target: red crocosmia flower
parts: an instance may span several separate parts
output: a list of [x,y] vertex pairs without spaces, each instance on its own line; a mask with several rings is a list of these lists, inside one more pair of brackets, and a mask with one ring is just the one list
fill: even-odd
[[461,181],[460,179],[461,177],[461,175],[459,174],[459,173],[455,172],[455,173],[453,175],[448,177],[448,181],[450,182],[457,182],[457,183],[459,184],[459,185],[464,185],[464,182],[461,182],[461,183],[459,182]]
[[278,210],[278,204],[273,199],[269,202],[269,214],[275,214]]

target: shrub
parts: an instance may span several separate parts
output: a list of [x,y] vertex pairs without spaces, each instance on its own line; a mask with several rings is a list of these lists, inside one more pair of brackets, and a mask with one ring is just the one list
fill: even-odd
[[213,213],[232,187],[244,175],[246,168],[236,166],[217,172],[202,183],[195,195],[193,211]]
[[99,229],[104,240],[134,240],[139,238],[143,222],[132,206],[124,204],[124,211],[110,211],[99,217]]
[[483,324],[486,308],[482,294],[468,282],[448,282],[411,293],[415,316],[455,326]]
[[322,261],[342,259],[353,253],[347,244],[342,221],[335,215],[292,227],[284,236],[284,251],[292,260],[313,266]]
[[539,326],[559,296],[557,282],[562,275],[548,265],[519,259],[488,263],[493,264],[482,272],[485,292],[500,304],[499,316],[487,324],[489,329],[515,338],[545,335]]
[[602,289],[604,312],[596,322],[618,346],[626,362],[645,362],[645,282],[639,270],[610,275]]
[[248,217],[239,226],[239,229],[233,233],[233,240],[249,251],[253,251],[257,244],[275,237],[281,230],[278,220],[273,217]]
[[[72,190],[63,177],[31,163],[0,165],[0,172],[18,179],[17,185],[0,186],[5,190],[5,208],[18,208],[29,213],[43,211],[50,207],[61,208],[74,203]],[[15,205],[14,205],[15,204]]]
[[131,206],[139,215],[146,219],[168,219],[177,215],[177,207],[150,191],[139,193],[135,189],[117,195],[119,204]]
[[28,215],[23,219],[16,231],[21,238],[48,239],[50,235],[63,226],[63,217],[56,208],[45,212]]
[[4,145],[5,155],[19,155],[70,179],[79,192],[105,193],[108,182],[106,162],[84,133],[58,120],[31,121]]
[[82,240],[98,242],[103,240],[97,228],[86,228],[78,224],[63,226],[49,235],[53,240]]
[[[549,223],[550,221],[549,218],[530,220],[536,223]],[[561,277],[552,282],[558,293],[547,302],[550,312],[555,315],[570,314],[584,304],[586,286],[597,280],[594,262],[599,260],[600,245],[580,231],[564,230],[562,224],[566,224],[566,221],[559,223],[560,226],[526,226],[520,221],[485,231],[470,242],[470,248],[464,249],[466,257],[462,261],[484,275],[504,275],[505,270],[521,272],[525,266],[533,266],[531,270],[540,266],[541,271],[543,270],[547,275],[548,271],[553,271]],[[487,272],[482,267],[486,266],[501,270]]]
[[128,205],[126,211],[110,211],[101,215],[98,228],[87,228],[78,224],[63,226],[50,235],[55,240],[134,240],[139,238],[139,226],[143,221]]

☆ ☆ ☆

◆ Set exercise: Copy the records starting at their first line and ending at the line that contains "[[278,210],[278,204],[273,199],[269,202],[269,214],[275,214]]", with "red crocosmia flower" renamed to "orange crocosmia flower" and everything else left unchanged.

◆ Exercise solution:
target: orange crocosmia flower
parts: an instance may span several separate parts
output: a list of [x,y] vertex pairs without spaces, each instance on its own line; a mask with several rings is a list of these lists, inside one more pair of brackets, and a mask with one ring is just the one list
fill: even-odd
[[461,181],[460,179],[461,177],[461,175],[459,174],[459,173],[455,172],[455,173],[453,175],[448,177],[448,181],[450,182],[457,182],[457,183],[459,184],[459,185],[464,185],[464,182],[461,182],[461,183],[459,182]]
[[278,210],[278,204],[273,199],[269,202],[269,214],[275,214]]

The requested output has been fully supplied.